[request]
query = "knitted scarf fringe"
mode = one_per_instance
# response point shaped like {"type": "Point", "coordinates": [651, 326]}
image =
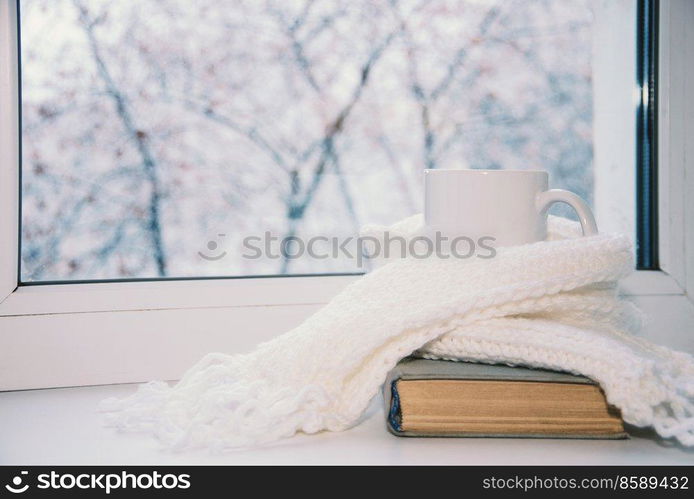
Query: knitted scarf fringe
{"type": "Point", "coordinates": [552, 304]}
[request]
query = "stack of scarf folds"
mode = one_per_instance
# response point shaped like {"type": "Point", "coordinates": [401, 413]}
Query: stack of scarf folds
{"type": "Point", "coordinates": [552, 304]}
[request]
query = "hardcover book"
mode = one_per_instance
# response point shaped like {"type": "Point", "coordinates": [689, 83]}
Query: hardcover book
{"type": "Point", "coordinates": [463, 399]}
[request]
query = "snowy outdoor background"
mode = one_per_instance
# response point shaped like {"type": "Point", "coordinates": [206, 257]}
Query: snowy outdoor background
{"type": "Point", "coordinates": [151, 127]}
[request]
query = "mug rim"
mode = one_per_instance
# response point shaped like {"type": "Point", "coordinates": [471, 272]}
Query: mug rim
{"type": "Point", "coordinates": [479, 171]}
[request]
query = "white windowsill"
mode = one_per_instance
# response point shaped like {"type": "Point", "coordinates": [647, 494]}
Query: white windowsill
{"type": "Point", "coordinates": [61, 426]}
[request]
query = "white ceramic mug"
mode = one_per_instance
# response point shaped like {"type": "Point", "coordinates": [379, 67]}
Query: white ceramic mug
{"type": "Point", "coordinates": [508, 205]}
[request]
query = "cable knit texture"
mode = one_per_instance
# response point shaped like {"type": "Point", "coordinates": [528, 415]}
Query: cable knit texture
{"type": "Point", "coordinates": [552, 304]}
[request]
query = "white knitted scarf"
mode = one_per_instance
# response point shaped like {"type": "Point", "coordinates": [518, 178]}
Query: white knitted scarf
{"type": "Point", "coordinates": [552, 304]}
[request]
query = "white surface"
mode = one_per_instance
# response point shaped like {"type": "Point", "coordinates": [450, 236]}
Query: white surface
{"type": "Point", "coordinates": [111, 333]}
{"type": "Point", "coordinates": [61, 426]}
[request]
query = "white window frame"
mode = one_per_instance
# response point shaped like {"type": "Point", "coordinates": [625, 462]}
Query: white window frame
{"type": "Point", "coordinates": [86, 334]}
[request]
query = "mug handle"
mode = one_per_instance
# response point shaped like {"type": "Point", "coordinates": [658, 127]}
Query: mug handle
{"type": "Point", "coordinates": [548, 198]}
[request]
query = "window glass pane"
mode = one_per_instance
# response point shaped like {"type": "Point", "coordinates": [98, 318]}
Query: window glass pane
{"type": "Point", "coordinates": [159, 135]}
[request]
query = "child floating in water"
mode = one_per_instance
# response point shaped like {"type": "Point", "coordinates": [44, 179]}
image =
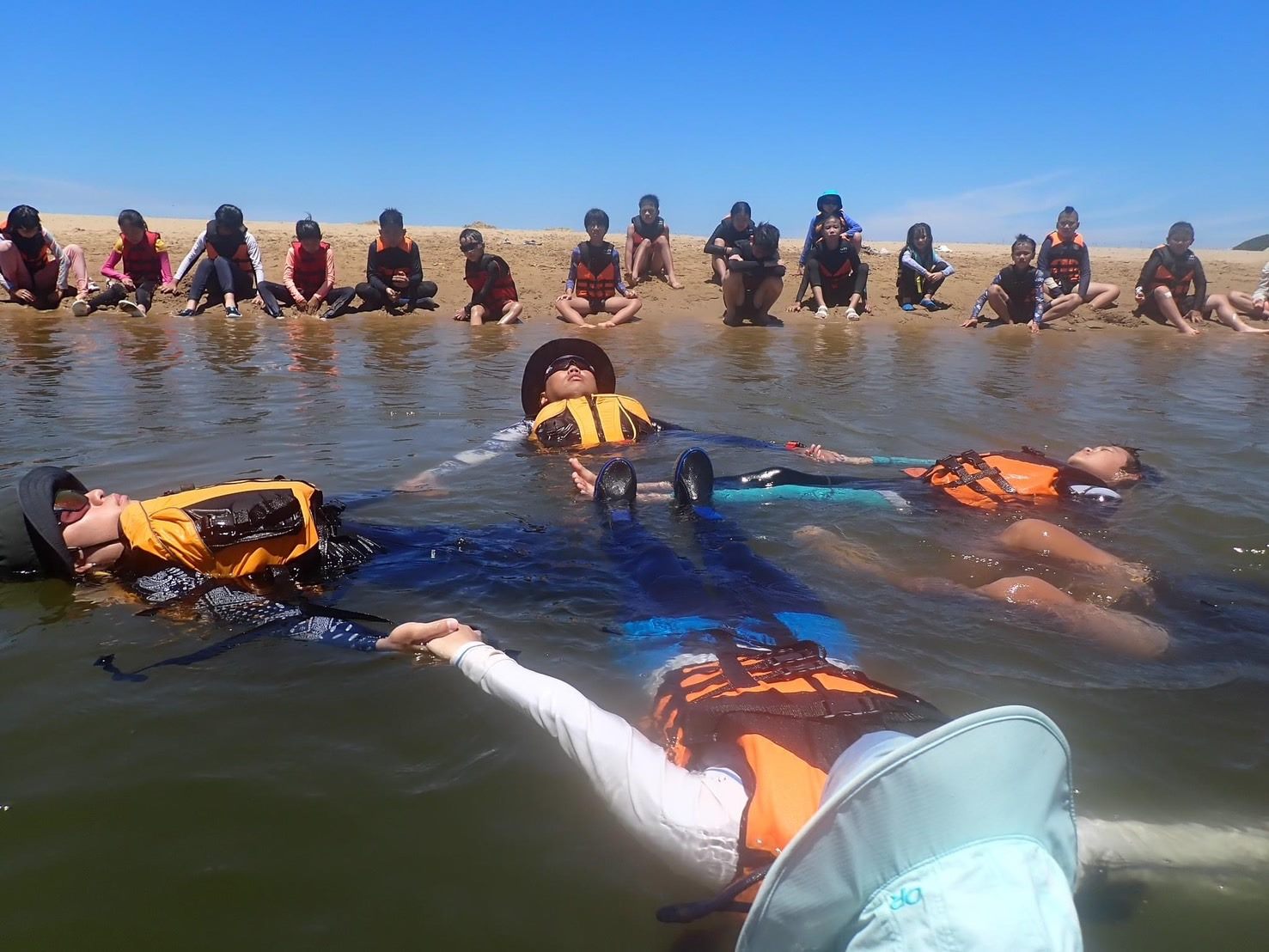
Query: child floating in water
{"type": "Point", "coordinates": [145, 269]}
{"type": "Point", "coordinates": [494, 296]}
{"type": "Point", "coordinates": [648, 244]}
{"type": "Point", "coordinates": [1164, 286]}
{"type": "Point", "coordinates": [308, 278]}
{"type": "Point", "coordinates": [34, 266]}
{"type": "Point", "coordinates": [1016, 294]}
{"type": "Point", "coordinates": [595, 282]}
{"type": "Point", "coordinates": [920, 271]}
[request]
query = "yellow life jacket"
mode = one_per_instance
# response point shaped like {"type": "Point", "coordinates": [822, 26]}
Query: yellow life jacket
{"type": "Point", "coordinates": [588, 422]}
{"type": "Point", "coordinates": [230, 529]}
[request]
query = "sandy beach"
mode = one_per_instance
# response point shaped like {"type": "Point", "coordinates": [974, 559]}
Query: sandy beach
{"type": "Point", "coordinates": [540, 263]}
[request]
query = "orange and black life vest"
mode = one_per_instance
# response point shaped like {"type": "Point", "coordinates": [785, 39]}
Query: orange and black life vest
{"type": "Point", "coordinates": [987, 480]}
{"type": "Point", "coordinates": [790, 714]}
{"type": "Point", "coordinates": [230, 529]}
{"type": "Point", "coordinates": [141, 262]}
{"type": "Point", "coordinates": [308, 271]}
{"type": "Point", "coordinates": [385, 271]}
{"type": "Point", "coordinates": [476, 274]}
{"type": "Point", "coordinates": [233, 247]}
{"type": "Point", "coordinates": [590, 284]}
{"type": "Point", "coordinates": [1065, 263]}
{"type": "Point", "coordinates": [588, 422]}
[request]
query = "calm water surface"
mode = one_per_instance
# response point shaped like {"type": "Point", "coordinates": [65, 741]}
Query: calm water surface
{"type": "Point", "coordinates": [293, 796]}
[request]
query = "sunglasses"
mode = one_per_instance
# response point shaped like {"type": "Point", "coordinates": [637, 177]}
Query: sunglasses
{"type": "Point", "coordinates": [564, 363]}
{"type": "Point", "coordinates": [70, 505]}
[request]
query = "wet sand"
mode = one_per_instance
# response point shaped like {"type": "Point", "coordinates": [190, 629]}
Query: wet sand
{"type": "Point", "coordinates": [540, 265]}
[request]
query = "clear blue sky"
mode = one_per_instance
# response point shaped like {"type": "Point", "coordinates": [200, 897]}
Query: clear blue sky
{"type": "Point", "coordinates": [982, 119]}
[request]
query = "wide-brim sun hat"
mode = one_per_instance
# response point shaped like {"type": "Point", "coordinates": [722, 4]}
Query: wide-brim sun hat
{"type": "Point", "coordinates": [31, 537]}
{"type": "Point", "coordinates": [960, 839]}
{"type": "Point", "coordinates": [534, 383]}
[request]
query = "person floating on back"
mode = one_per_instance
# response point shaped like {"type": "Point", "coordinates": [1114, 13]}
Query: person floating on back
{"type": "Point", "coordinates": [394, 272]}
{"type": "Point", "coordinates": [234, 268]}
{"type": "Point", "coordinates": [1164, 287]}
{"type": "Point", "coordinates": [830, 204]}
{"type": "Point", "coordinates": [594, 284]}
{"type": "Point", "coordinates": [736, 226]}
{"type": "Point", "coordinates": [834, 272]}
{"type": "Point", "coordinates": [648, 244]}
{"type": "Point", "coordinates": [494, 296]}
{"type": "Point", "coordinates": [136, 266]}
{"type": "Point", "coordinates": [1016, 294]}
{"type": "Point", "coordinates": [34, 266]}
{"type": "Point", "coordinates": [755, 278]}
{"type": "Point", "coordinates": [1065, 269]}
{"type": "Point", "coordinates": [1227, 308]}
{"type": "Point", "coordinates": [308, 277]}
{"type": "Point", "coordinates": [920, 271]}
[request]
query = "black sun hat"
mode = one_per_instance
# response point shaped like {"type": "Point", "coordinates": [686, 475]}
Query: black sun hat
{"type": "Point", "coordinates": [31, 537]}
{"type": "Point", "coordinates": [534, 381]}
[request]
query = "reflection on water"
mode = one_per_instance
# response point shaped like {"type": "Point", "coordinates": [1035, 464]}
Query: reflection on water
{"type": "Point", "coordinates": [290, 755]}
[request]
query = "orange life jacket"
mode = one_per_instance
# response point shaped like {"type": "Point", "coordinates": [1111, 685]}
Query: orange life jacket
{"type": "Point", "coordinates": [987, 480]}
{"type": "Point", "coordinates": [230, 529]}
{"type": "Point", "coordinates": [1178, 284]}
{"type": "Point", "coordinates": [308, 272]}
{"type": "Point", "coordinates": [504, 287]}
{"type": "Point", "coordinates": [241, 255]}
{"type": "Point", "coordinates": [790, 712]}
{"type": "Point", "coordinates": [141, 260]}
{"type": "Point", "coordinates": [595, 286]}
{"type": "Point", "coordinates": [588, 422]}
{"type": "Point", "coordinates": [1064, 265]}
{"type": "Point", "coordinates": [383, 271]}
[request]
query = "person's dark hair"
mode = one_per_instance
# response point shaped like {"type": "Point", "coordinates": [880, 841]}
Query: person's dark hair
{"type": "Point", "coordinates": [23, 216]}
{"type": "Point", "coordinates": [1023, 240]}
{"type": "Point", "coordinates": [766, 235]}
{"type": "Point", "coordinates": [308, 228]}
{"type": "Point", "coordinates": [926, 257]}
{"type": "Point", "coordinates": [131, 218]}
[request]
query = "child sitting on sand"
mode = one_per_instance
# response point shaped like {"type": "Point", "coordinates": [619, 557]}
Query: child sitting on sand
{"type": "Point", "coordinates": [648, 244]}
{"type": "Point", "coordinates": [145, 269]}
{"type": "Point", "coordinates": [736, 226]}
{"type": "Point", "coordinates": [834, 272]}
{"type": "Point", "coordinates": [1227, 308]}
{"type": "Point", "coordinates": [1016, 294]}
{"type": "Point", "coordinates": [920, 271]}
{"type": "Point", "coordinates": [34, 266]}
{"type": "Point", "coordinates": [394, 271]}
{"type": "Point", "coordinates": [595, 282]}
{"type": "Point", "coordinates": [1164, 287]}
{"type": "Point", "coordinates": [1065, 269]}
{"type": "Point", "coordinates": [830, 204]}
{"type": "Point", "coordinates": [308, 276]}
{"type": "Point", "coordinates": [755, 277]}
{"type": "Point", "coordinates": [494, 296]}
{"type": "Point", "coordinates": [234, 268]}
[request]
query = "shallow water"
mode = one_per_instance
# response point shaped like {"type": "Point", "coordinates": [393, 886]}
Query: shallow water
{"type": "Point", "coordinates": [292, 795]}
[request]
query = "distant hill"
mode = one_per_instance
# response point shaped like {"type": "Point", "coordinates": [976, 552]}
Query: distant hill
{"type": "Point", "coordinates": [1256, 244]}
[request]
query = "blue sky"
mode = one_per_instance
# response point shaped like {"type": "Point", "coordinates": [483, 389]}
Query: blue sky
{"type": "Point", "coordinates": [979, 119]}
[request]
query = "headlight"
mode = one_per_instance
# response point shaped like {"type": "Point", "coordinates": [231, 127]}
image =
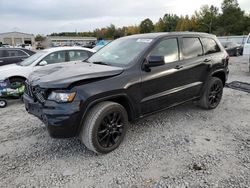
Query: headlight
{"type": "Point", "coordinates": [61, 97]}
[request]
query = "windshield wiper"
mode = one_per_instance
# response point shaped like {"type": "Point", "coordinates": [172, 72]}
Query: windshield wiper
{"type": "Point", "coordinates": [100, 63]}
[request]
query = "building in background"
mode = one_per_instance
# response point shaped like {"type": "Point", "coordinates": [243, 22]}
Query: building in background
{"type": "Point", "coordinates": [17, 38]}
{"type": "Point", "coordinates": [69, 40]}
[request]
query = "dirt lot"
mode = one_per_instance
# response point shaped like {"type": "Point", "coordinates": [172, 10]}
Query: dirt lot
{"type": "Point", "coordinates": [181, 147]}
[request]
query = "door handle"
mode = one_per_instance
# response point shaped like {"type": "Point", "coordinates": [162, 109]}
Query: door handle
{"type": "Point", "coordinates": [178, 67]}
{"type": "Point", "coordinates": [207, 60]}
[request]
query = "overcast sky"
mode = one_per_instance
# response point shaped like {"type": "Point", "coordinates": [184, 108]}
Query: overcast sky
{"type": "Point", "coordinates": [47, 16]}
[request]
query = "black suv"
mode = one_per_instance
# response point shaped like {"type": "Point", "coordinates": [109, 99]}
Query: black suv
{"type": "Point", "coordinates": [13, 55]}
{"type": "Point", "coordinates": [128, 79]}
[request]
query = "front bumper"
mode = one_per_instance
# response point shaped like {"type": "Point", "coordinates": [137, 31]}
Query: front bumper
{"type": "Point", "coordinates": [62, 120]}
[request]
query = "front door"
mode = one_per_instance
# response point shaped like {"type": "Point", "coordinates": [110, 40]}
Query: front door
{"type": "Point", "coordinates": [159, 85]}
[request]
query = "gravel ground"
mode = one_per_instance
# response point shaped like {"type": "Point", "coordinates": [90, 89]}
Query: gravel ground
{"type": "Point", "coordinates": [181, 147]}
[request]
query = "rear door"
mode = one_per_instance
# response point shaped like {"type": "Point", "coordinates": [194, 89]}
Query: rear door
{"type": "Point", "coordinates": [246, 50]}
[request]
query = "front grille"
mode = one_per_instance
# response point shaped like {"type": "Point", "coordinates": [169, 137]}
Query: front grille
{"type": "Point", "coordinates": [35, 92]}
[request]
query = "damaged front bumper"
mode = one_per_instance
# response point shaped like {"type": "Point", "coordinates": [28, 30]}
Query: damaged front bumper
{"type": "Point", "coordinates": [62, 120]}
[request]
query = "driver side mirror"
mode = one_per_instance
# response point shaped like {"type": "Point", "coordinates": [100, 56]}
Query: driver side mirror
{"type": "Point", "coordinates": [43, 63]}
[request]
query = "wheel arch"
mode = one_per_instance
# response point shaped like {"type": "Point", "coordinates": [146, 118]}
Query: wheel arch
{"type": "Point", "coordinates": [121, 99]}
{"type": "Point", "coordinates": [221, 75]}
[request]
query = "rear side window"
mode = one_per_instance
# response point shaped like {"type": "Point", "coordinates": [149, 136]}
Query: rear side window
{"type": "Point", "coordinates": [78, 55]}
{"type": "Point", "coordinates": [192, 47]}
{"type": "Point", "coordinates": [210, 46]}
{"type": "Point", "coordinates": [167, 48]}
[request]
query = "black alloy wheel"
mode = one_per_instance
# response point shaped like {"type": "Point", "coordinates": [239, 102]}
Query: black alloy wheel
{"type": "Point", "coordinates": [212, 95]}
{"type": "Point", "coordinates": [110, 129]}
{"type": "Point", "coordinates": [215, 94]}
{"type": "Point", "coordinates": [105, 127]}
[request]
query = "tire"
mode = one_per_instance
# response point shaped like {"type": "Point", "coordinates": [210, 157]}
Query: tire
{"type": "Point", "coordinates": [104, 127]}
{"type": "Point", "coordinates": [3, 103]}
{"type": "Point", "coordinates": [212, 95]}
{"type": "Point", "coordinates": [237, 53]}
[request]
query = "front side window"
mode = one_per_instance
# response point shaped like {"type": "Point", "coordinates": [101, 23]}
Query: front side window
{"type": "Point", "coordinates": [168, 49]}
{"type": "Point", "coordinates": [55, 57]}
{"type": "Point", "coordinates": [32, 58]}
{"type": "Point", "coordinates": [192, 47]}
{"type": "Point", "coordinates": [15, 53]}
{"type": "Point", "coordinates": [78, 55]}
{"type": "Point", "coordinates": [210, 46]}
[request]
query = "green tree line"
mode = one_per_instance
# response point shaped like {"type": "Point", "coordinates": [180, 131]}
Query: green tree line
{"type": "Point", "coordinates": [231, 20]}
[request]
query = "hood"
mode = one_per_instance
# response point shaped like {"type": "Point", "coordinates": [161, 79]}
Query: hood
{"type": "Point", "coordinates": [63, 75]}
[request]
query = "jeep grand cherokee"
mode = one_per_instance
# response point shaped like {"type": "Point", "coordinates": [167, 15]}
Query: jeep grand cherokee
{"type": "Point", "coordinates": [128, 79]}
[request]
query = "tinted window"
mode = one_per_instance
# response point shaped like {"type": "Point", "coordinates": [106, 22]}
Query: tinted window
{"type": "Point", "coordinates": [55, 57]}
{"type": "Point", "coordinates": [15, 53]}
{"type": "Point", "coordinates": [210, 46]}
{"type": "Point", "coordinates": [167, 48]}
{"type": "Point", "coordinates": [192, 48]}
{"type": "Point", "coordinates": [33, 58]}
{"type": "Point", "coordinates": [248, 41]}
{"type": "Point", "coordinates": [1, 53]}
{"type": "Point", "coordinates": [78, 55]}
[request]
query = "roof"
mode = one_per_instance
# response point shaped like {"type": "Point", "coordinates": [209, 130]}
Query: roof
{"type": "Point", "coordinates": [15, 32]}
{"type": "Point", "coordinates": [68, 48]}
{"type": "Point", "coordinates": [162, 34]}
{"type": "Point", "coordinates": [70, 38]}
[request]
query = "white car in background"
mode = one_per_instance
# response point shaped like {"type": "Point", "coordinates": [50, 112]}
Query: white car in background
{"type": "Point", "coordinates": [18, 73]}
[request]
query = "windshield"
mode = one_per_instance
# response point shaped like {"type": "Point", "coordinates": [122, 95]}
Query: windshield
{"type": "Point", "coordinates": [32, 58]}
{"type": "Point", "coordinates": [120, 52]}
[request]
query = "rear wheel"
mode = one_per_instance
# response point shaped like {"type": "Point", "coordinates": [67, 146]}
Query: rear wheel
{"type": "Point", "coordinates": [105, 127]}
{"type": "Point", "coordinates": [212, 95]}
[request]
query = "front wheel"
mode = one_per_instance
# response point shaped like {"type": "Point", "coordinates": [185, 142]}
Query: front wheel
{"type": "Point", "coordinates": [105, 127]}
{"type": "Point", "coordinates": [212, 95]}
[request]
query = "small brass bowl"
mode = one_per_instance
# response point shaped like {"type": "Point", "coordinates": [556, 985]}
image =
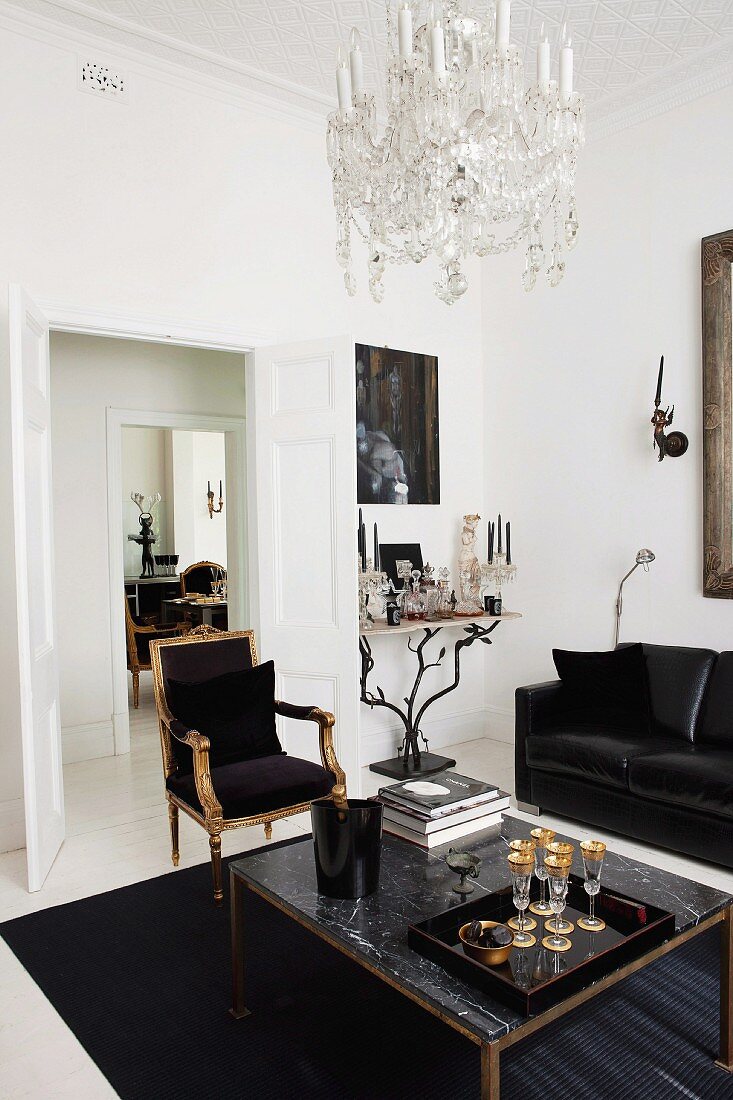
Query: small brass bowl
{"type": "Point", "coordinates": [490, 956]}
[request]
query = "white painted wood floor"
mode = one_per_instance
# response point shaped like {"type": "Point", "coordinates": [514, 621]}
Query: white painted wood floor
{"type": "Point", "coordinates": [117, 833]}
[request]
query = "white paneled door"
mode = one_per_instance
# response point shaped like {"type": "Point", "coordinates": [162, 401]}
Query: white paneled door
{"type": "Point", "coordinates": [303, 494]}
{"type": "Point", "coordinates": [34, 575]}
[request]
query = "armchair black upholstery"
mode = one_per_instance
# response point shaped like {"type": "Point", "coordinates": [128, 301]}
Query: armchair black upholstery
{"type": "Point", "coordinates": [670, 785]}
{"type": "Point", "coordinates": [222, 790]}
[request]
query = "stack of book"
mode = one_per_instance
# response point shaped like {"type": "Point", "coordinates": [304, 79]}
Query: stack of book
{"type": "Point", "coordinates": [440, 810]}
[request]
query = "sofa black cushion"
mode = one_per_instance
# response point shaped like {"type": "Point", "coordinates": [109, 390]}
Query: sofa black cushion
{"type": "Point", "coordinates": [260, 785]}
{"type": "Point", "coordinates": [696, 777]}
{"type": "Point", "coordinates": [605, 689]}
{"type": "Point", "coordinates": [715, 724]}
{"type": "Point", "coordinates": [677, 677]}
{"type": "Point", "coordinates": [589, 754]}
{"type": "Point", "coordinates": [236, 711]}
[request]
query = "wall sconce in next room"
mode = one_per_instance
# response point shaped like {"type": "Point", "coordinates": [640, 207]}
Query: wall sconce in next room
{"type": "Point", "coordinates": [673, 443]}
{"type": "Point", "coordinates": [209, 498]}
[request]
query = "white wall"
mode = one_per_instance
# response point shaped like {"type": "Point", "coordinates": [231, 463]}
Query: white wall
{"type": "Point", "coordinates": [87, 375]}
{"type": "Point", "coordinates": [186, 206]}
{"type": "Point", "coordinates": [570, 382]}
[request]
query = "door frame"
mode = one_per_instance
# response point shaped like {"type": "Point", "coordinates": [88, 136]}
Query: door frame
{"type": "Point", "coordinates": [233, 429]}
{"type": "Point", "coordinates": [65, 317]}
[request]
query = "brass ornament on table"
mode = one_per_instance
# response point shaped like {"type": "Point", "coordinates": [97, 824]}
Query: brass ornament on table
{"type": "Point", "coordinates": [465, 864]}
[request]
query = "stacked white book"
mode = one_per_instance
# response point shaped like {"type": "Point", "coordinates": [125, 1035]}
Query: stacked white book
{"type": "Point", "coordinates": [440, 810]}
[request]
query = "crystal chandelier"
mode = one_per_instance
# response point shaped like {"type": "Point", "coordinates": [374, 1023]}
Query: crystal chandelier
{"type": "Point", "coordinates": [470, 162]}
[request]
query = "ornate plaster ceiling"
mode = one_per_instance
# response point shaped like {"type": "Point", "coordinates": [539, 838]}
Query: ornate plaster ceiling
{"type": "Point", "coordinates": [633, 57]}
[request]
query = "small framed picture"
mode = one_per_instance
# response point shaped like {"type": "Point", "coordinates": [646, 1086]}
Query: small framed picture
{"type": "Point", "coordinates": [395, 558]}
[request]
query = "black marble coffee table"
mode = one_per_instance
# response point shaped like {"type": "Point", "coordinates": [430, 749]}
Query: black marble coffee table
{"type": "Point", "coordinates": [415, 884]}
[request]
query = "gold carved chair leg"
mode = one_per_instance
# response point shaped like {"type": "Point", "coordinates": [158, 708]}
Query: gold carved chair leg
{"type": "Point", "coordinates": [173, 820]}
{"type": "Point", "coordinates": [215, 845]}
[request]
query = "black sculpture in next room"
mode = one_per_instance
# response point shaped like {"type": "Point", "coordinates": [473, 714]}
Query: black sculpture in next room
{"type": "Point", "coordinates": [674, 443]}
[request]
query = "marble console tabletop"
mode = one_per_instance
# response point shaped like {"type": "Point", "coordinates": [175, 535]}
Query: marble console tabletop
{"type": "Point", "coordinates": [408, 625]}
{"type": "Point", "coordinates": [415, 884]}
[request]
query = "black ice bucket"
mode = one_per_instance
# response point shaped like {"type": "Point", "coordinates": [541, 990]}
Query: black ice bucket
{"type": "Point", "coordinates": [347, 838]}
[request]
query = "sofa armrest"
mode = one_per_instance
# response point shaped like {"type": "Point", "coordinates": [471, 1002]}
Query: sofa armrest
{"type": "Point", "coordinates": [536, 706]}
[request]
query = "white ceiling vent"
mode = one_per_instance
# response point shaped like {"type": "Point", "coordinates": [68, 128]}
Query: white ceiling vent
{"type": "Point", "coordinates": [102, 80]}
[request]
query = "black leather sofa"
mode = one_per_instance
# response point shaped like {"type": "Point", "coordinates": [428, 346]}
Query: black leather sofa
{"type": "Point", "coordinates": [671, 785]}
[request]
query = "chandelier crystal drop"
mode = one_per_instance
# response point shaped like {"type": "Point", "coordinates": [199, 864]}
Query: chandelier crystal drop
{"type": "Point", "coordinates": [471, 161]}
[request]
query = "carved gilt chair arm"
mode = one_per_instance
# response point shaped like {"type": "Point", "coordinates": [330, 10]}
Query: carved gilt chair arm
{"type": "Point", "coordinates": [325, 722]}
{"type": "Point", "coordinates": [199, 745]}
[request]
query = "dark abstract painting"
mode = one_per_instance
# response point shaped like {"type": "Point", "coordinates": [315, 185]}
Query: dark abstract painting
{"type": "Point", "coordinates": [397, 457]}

> EXERCISE TASK
Count the lines of the material that contain the string "sofa", treating uppercase and lowercase as different. Reply with the number alone.

> OUTPUT FOR THIS TASK
6